What the task requires: Reproduce every one of the records below verbatim, line by line, without changing anything.

Excerpts from an object detection dataset:
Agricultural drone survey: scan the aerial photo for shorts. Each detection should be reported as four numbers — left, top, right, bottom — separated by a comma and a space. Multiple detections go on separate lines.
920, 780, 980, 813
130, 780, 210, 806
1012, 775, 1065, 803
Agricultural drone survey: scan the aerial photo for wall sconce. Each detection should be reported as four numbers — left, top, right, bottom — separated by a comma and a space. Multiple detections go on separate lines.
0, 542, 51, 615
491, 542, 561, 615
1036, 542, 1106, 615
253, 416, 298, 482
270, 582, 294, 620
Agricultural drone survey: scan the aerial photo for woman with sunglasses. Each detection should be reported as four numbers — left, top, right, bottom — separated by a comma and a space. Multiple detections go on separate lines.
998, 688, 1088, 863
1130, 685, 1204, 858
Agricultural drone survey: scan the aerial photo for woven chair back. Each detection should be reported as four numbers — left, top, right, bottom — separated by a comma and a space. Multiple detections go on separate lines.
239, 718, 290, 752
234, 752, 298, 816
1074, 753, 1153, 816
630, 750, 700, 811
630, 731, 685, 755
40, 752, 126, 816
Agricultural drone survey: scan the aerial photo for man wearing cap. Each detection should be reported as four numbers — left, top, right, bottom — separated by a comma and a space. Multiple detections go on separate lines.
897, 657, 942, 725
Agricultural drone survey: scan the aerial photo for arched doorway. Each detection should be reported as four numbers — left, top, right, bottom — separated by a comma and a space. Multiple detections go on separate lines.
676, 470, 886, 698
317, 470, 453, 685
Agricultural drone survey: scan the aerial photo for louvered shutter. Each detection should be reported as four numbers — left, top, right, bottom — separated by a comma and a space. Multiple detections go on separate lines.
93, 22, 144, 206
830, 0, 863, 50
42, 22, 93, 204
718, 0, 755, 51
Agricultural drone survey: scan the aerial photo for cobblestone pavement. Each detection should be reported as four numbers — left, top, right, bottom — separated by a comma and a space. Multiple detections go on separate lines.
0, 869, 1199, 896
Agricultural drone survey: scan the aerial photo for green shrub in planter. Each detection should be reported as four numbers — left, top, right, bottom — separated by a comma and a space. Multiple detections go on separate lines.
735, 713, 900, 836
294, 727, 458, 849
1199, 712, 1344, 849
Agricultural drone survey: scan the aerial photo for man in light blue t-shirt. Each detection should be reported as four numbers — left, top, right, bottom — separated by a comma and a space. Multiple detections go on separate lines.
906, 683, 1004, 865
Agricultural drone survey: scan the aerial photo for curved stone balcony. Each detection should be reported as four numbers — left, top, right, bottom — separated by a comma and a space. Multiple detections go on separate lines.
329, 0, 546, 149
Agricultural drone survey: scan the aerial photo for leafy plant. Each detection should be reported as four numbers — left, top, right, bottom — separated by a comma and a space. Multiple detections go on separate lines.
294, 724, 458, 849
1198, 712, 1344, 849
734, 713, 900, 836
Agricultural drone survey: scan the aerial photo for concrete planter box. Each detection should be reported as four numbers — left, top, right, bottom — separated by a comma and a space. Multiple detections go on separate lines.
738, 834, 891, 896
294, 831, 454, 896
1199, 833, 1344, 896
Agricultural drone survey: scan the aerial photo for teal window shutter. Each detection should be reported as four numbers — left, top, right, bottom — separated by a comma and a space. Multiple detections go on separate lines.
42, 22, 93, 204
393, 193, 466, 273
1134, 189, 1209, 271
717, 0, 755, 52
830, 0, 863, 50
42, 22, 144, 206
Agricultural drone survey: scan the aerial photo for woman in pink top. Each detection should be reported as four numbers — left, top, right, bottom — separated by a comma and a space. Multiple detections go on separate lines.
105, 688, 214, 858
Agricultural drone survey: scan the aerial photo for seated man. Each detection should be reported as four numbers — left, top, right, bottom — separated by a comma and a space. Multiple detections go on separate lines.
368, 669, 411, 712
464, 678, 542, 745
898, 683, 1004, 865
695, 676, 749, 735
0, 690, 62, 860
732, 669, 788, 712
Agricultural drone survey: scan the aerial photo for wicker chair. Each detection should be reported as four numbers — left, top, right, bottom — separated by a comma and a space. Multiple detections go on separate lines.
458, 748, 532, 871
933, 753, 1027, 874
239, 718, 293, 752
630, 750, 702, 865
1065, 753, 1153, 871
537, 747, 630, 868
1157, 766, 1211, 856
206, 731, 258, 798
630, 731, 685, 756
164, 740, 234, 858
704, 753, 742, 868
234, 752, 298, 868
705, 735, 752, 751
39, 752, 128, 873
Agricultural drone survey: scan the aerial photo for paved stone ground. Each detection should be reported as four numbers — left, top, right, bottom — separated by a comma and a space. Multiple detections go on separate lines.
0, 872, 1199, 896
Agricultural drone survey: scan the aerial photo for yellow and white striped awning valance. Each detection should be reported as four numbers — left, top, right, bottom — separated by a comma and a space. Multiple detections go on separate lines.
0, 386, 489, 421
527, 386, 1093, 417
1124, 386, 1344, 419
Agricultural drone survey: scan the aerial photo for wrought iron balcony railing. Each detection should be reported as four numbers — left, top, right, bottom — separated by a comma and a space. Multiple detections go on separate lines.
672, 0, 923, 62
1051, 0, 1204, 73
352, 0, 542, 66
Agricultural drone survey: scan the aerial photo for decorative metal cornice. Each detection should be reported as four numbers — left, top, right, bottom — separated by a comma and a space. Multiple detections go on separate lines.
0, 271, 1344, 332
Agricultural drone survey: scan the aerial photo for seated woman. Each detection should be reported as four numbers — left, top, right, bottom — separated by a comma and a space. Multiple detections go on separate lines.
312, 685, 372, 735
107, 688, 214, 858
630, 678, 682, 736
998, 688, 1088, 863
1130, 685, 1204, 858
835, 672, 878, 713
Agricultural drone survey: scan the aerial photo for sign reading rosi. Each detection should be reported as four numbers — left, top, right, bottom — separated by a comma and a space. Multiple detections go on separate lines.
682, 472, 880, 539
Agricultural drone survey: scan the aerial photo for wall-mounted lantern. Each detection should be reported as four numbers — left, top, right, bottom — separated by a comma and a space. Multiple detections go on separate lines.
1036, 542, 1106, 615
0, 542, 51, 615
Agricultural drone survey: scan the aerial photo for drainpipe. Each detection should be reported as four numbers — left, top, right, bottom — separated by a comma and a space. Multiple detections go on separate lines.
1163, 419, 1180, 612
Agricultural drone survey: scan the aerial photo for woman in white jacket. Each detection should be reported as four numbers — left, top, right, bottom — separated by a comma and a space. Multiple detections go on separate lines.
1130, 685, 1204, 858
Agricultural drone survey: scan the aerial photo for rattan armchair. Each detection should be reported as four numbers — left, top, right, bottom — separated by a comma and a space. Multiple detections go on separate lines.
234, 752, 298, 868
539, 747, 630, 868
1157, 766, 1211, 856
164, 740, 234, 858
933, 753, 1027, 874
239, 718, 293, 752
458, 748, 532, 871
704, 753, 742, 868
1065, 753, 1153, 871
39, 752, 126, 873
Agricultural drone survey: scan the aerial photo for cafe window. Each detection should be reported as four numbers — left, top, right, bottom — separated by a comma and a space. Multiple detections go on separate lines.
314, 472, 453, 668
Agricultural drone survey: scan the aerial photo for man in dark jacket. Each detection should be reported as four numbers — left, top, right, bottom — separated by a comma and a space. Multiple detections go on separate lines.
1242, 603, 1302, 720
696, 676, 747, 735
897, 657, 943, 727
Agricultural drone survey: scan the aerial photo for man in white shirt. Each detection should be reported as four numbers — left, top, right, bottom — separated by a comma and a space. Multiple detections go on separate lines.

Solution to this task:
Agricultural drone survey: scan the aerial photo for shorts. Each detection should be reported as four numbers — left, top, right, bottom — separated by a comma and a space. Multiple detections go on separate lines.
920, 780, 980, 813
130, 780, 210, 806
1012, 775, 1065, 803
Agricultural drone survey: scan the aerial photo for wall sconce. Each detection should be reported as four numbers — left, top, right, bottom — separated by a comma and a space. Multiple detections go on separate lines.
0, 542, 51, 615
491, 542, 561, 615
1036, 542, 1106, 615
253, 416, 298, 482
270, 582, 294, 620
Agricultural drone survey: scan the aerial photo for woman with sunglasses. Each detection should be reported as four numbers — left, top, right, bottom — separated by a comma and a space. Multiple detections go on separate lines.
998, 688, 1088, 863
1130, 685, 1204, 858
Agricultural drone survey: scan the aerial photo for woven chair back. Each detection should be reported as four numbers — left, top, right, bottom — separated by a comma and a space. Multiple detections go on separate lines.
239, 718, 290, 752
234, 752, 298, 816
1074, 753, 1153, 816
630, 750, 700, 811
630, 731, 685, 755
40, 752, 126, 816
Agricultural drone survey: scan the aerial photo for man wearing cap. Each detection should be reported as four numbers — left, top, right, bottom — separated by a comma and a space. Multiple detections go on separate lines.
897, 657, 942, 725
Agricultural drone survey: scan the aerial photo for arched doorway. Each detection should be reported as four numbers — left, top, right, bottom — separated by a comma and a space. Multiple detections go on separate lines.
676, 470, 886, 698
317, 470, 453, 685
Agricultural drone survey: scan the aerial photo for louvered shutter. Each detection should be reported as four numbers — left, top, right, bottom — separated by a comma and a space. Multiple detections go on separate lines.
93, 22, 144, 206
830, 0, 863, 50
42, 22, 93, 204
718, 0, 755, 51
Agricultural drone survey: scan the aerial photo for cobblestone pavement. Each detection should be reported as four numbers — left, top, right, bottom — separated by a comma and a space. Multiple detections go on separate lines.
0, 869, 1199, 896
Agricultural drone survey: scan the aerial photo for green shrub in planter. Each detection should be reported as four numbers — left, top, right, bottom — separated by a comma and a space. Multiple detections go on separate lines.
735, 713, 900, 836
294, 727, 458, 849
1199, 712, 1344, 849
Agricultural drone survey: scan the aerial photo for man in light blue t-shirt. Each detection should be reported as four numbers — left, top, right, bottom — separated by a comma and a space. Multiple detections go on separate lines.
906, 683, 1004, 865
Agricultural drone survey: scan the aerial photo for curved stone balcony. Each detection should be reported as four numbers — left, top, right, bottom — separated by a comma and a space. Multiple detections go on separate lines.
329, 0, 546, 149
Agricultural drone survey: scan the aerial photo for leafy plant. Each detection should be reported as four numbers — left, top, right, bottom — separated by a comma and a space. Multiple detections go on separate lines.
294, 724, 458, 849
1198, 712, 1344, 849
734, 713, 900, 836
Agricultural drone survey: scan the aerial photo for concrete planter box. Each detection should be reported as four numbers — left, top, right, bottom — separated by a comma and a space. Multiple detections go on separate lines.
738, 834, 891, 896
294, 831, 454, 896
1199, 833, 1344, 896
Agricultural drone survey: scan the aerial photo for teal window shutter. Each detection should be reported as four numbers — left, top, right, bottom — separated by a comma and a space. Multiple detections go on separate lines.
42, 22, 93, 204
393, 193, 466, 273
1134, 189, 1209, 271
717, 0, 755, 52
830, 0, 863, 50
42, 22, 144, 206
Agricultural drone survey: scan the aerial photo for woman in pink top. Each detection should be reported as four numbers — left, top, right, bottom — separated by a comma and a space. Multiple detections go on separate lines.
105, 688, 214, 858
Agricultural drone survey: scan the aerial photo for seated man. Each detection should be reported as four numbers — left, top, right, bottom — separated by a comma and a space. Multiple detections go on separate lines.
368, 669, 411, 712
464, 678, 542, 745
898, 683, 1004, 865
695, 676, 749, 735
0, 690, 62, 860
732, 669, 788, 712
Agricultural drone survey: scan the aerial photo for wicker chair. Each detection should be reported as four numbers — left, top, right, bottom — separated by a comma and a space. Multiple detections go on separate lines.
458, 748, 532, 871
933, 753, 1027, 874
239, 718, 293, 752
630, 750, 702, 865
1065, 753, 1153, 871
537, 747, 630, 868
1157, 766, 1211, 856
206, 731, 258, 798
630, 731, 685, 756
164, 740, 234, 858
704, 753, 742, 868
234, 752, 298, 868
705, 735, 752, 751
39, 752, 128, 873
Agricultural drone survey: scan the aerial photo for paved stone ground. Each detection should be reported as four numbers — left, top, right, bottom — separated by a comma and a space. Multiple detections go on separate lines.
0, 872, 1199, 896
Agricultural drone survey: scan the aerial photo for yellow and white striped awning valance. Each detection should be reported as four numbers — left, top, right, bottom — separated by a comma and a space. Multiple detections go on separate lines.
0, 386, 489, 421
527, 386, 1093, 417
1124, 386, 1344, 419
Agricultural drone survey: scan the aerial photo for wrought iron balcony railing. Each detection should be reported as four numbers — left, top, right, bottom — separated by a comma and a space. Multiple detections go on separate lines.
672, 0, 923, 62
1051, 0, 1204, 73
352, 0, 542, 66
Agricultural drone survey: scan the aerial photo for decorative metal cornice. Each detection should be reported as four numbers — left, top, right, bottom — separated by a comma and a space. Multiple detections go on separate lines.
0, 271, 1344, 332
Agricultural drone survey: scan the aerial photo for seated woman. Each detection should be reported as four numbers — left, top, right, bottom — separated by a comma and a space. Multiple detections go on separate lines.
312, 685, 372, 735
107, 688, 214, 858
630, 678, 682, 736
998, 688, 1088, 863
1130, 685, 1204, 858
835, 672, 878, 713
Agricultural drone survey: scan the aerial photo for sign reading rosi. Each detection should be reported as four numbers — left, top, right, bottom — separated by a comma and a space. Multiple detections go on separate lines.
682, 472, 880, 539
Agricultural drone survey: scan the aerial photo for wall-mounted lantern. Each detection should be reported as four numbers — left, top, right, bottom — separated by a comma and a space. Multiple detections go on separate lines.
1036, 542, 1106, 615
0, 542, 51, 615
Agricultural drone survey: scan the aerial photo for drainpipe. Each detection should be reported as four numbers — left, top, right, bottom — separated by a comma and a space. Multiple detections go on separate lines.
1163, 419, 1180, 612
Agricultural drone survey: scan the aerial photo for woman in white jacket. Each detection should be reported as four numbers — left, top, right, bottom — separated by a comma and a space. Multiple detections go on separate lines.
1130, 685, 1204, 858
Agricultural drone survey: scan the aerial photo for rattan armchair. Each detection should be reported as four numbers — left, top, right, bottom — separated by a comma and a space. Multiple detections go on separate lines.
234, 752, 298, 868
539, 747, 630, 868
1157, 766, 1211, 856
164, 740, 234, 858
933, 753, 1027, 874
239, 718, 293, 752
458, 748, 532, 871
704, 753, 742, 868
1065, 753, 1153, 871
39, 752, 126, 873
Agricultural drone survey: scan the aerial photo for cafe window. Each detection should be reported as four numbers — left, top, right, bottom — separated by a comma and a space. Multiple detections go on separate lines.
314, 472, 453, 668
Agricultural drone survey: scan the aerial photo for man in dark jacket. Each detection should be reported as four numbers — left, top, right, bottom — separated by a comma and a space. Multiple detections go on separate lines.
1242, 603, 1302, 720
696, 676, 747, 735
897, 657, 943, 727
Agricultural drone survey: scan the aerial photo for man in white shirt. Each detection should be reported as four numbers — left, top, right, bottom — separated by a comma and a space. Multiple detections go on separate lines.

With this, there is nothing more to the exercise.